### What this exercise asks
a – In the spine surgery case text, what procedure was performed?
b – Continue the spine surgery case text from its final sentence.

Pretreatment Imaging

Anteroposterior (Figure 1A) and lateral (Figure 1B) x-rays of the lumbar spine.

Figure 1A and 1B

Flexion (Figure 2A) and extension (Figure 2B) x-rays of the lumbar spine.

Figure 2A and 2B

Sagittal MRI (Figure 3A) denotes L4; Figure 3B is an axial view of L4-L5.

Figure 3A and 3B

Sagittal MRI denotes the L5 level (Figure 4A) and corresponding axial view of L5 (Figure 4B).

Figure 4A and 4B


Recurrent L4-L5 herniated nucleus pulposus with right foot drop.

Selected Treatment

Right L4-L5 transforaminal endoscopic discectomy was performed.

Surgeon’s Treatment Rationale

The patient is regularly active and maintains a high level of function. Surgical decision-making was focused on treating the acute problem of motor weakness due to the disc herniation while simultaneously allowing for a rapid recovery and return to activities. Her underlying scoliosis is a long-standing problem that has been managed nonoperatively, and the goal was to continue nonoperative treatment of this more extensive problem.

Procedure Description

The initial dilator is placed along the posterior annulus, within the canal (Figures 5A and 5B).

Figure 5A and 5B

Serial dilation is performed along with reaming to open the neuroforamen. The working cannula is then positioned to visualize the epidural space and annulus.

### The data
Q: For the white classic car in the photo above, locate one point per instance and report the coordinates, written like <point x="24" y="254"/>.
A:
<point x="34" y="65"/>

### Outputs in order
a – A right L4-L5 transforaminal endoscopic discectomy was performed.

b –
Disc fragments (stained with Indigo Carmine; see Figure 7B below) are identified and removed with pituitary ronguers. Straight and angled graspers are then used to pull out herniated disc fragments. Frayed edges of the annular tear are ablated using the Ellman radiofrequency probe and YAG holmium side-firing laser (Figures 6A, 6B, video) to complete the discectomy.

Surgical Video

The decompression is assessed by visualizing the traversing and exiting nerve roots, and probing the canal with the curved ball-tip probe (Figure 7A). The probe is observed to pass easily through the path of the exiting nerve root, across the midline of the canal, and down the path of the traversing nerve root, past the pedicle.

Ball-tip probe used to assess exiting nerve roots

Dr. Kim’s laser endoscopic spine surgery website explains the procedure in more detail.


The patient reported she has, “practically no foot drop while walking.”

preoperature versus postoperative sagittal MRI musculoskeletal examination, lower extremities, preoperative versus postoperative

  • ODI: 10
  • VAS Back: 0
  • VAS Right Leg: 2-3
  • VAS Left Leg: 0


Case Discussion

Dr. Kim details the case of a patient with an L5 radiculopathy who presents primarily with weakness as opposed to pain. She failed a course of nonoperative therapy. Previously, she had a L4-L5 microdiscectomy.

Her imaging studies demonstrate a tremendous loss in lumbar lordosis, as well as a coronal plane deformity. There is no instability on the dynamic films. The patient was successfully treated with an endoscopic discectomy on the right at L4-L5. She made an excellent recovery in terms of motor function, but the date of follow-up is not provided.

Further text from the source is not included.